PROBLEM DETAILS
Everything from the first line of the entries through the line containing "positive clicks: (450, 97)" is to be retyped exactly, and nothing beyond it.

╭──

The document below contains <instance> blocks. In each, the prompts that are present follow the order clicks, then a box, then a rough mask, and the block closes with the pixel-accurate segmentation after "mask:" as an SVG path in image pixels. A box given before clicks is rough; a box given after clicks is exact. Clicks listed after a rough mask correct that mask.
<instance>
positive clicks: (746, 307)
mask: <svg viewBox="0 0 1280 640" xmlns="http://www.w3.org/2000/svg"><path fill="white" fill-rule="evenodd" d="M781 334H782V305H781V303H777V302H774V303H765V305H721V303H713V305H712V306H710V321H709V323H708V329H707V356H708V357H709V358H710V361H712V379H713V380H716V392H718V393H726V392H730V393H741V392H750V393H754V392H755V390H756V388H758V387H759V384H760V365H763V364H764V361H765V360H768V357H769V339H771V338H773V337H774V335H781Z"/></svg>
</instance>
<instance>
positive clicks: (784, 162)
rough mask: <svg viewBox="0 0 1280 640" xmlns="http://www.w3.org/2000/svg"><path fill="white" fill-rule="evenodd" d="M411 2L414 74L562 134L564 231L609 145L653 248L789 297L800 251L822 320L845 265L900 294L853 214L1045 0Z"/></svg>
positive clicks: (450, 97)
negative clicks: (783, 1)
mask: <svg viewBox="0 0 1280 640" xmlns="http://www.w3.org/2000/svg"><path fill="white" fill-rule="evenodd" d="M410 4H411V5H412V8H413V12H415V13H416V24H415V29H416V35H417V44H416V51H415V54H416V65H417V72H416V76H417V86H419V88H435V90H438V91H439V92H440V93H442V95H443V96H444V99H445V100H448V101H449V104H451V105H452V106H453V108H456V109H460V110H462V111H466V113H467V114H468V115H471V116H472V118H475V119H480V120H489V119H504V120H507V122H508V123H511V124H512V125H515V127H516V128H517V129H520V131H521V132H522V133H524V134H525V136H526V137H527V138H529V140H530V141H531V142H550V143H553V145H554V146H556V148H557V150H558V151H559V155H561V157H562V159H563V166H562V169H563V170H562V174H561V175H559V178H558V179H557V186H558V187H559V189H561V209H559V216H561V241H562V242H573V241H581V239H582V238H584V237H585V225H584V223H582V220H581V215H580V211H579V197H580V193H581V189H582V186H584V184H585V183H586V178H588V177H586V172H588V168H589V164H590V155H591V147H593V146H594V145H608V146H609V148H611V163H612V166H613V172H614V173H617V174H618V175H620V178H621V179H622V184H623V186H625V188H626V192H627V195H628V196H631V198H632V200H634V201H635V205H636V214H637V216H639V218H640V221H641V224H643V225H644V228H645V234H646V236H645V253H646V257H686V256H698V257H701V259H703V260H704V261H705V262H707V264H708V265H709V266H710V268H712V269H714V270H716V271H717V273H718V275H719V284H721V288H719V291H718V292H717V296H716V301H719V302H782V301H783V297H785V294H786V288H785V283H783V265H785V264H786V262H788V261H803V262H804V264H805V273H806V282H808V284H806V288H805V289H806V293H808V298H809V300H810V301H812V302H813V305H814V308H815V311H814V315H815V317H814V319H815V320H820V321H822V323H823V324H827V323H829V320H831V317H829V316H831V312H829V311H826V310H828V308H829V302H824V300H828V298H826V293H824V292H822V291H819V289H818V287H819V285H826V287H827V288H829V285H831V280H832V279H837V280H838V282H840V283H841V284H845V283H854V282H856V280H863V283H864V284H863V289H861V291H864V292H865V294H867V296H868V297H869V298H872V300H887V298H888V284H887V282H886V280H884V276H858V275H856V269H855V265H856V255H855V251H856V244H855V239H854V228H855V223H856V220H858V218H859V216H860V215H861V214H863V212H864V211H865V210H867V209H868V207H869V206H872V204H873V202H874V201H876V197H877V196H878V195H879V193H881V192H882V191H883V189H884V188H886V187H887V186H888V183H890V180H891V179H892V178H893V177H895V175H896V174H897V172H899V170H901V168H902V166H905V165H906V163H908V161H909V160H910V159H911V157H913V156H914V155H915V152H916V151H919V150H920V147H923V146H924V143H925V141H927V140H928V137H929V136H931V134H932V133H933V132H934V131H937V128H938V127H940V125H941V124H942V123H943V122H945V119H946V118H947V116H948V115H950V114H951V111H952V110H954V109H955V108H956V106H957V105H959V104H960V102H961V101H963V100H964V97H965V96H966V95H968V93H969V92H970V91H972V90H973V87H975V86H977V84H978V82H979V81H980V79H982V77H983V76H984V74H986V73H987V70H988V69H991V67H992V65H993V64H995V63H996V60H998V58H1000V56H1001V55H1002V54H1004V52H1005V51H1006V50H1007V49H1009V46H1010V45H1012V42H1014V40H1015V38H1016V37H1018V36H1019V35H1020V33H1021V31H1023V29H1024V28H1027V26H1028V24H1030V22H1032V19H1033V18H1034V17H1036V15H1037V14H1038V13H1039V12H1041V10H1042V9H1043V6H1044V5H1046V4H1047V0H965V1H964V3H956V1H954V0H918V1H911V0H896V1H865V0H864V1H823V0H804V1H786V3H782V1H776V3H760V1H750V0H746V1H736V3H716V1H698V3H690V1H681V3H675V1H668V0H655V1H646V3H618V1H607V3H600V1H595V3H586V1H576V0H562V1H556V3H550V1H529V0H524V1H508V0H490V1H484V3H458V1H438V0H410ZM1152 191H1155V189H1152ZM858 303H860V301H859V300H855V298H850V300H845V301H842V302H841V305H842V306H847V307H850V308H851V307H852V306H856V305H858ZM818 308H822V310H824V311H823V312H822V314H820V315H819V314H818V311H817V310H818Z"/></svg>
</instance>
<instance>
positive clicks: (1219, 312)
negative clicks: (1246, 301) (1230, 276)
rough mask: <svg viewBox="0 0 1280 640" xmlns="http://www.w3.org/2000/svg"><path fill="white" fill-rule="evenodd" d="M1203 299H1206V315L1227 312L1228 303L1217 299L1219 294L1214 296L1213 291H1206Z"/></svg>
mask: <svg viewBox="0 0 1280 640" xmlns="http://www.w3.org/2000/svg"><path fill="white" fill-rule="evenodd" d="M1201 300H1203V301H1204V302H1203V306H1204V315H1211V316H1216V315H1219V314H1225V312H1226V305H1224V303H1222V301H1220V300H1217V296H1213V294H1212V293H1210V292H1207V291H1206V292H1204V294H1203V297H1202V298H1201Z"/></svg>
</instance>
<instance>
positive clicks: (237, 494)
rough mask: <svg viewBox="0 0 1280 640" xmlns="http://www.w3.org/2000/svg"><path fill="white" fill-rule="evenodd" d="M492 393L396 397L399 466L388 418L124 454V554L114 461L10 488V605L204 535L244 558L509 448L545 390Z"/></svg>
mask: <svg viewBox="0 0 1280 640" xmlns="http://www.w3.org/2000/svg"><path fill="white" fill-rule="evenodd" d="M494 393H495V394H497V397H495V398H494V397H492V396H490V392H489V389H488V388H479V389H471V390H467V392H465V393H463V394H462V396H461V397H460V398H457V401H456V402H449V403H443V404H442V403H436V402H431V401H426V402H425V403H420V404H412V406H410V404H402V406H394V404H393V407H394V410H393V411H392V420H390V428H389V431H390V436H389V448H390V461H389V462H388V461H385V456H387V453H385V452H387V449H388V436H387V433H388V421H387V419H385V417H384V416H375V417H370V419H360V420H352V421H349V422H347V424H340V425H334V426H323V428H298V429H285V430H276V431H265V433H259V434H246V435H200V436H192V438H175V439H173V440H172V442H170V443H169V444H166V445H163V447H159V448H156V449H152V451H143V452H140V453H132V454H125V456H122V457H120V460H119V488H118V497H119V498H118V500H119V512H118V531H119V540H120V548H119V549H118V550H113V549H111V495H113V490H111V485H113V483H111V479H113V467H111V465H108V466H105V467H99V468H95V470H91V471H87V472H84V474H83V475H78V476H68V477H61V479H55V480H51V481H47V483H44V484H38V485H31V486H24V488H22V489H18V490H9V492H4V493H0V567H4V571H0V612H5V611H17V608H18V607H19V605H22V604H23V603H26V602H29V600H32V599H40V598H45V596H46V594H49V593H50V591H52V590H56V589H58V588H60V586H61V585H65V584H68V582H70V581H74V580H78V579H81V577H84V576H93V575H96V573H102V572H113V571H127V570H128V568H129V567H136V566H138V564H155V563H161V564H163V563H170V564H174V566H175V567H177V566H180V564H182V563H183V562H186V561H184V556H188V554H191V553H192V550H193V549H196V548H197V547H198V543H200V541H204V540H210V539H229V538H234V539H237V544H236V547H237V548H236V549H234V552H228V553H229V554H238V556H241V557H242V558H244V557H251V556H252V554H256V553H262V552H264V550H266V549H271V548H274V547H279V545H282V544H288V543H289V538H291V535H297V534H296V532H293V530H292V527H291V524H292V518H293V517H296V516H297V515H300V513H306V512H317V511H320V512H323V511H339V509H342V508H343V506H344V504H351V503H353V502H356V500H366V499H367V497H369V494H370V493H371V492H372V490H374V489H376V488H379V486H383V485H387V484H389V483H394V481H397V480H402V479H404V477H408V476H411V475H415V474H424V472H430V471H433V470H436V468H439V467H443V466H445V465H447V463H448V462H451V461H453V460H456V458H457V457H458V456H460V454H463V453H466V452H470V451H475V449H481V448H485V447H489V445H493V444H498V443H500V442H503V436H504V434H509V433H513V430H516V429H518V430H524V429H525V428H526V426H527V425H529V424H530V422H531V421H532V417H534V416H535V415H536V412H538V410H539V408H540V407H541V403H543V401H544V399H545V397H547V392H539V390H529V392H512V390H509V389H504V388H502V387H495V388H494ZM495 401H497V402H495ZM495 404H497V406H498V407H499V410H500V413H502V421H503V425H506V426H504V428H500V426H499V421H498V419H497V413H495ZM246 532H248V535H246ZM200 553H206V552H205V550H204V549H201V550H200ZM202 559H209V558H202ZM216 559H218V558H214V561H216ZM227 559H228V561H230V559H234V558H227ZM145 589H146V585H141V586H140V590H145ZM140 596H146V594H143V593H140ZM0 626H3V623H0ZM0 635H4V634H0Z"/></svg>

╰──

SOLUTION TO THE PROBLEM
The document below contains <instance> blocks. In each, the prompts that are present follow the order clicks, then a box, then a rough mask, and the block closes with the pixel-accurate segmentation after "mask:" as an SVG path in image pixels. A box given before clicks is rough; a box given after clicks is exact. Clicks listed after a rough mask correct that mask.
<instance>
positive clicks: (746, 307)
mask: <svg viewBox="0 0 1280 640" xmlns="http://www.w3.org/2000/svg"><path fill="white" fill-rule="evenodd" d="M781 334H782V305H781V303H777V302H774V303H765V305H721V303H713V305H712V306H710V321H709V323H708V329H707V356H708V357H709V358H710V361H712V379H713V380H716V392H718V393H726V392H730V393H741V392H750V393H754V392H755V390H756V388H758V387H759V384H760V365H763V364H764V361H765V360H768V357H769V339H771V338H773V337H774V335H781Z"/></svg>
</instance>
<instance>
positive clicks: (784, 162)
rough mask: <svg viewBox="0 0 1280 640" xmlns="http://www.w3.org/2000/svg"><path fill="white" fill-rule="evenodd" d="M411 2L414 74L562 134L564 231L609 145L653 248L789 297L800 251L822 320L845 265L900 294L853 214L1045 0Z"/></svg>
positive clicks: (450, 97)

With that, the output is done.